# DATASET EXCERPTS:
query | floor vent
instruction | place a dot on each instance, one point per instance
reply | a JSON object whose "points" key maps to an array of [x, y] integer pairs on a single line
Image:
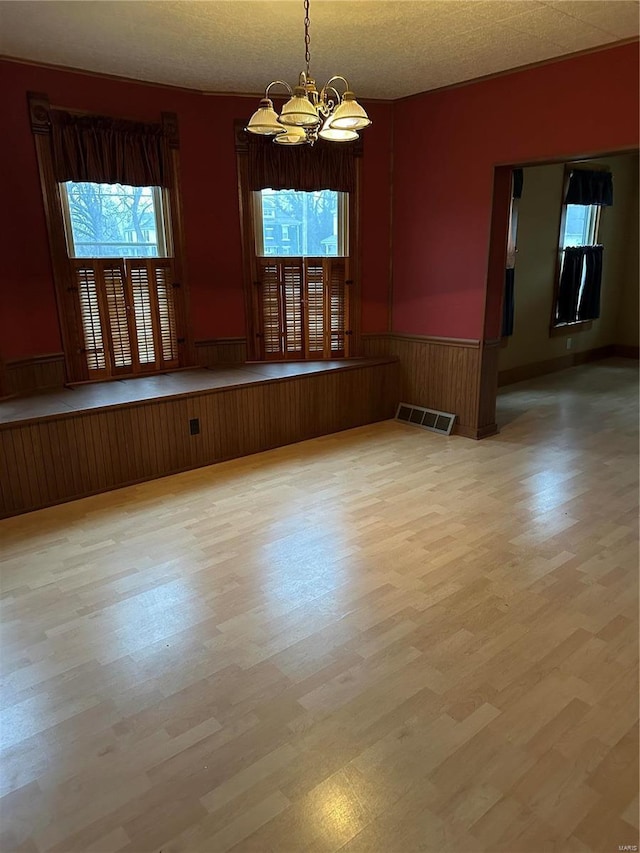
{"points": [[430, 419]]}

# TO BE DONE:
Write out the entries again, substituting "occurrence" for each "instance" and changing nothing else. Leave the pictures out.

# EXPECTED OUTPUT:
query | floor vent
instruction | place a dot on each occurrence, one point per occurrence
reply | a JSON object whose "points" key maps to an array of [x, y] integer pairs on a single line
Image:
{"points": [[430, 419]]}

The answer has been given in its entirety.